=== EXTRACTED MATERIAL ===
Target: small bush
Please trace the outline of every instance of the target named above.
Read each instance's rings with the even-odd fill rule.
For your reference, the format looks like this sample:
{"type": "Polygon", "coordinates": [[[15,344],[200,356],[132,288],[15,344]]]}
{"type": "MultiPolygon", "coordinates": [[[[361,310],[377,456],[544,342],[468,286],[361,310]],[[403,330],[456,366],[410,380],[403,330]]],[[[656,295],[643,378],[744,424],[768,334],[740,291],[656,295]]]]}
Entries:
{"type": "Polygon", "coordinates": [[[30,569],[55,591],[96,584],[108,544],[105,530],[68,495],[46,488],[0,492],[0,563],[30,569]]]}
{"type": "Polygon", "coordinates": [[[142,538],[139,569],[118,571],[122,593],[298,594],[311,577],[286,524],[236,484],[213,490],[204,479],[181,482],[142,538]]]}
===
▸ WORK INSTRUCTIONS
Retype the listing above in full, with no alterations.

▸ THE COMPLETED TASK
Target: small bush
Please trace the outline of every instance of the target named above.
Read each instance's rings with the even-odd fill rule.
For your reference, the format looks like this sample:
{"type": "Polygon", "coordinates": [[[15,344],[200,356],[132,288],[15,344]]]}
{"type": "MultiPolygon", "coordinates": [[[[361,310],[377,456],[544,342],[468,286],[361,310]],[[403,330],[456,366],[410,380],[403,330]]],[[[656,295],[643,378],[744,424],[768,334],[740,291],[656,295]]]]}
Entries:
{"type": "Polygon", "coordinates": [[[30,569],[55,591],[96,584],[108,544],[105,530],[68,495],[46,488],[0,492],[0,563],[30,569]]]}
{"type": "Polygon", "coordinates": [[[142,538],[139,569],[118,571],[122,593],[298,594],[311,577],[286,524],[236,484],[213,490],[204,479],[181,482],[142,538]]]}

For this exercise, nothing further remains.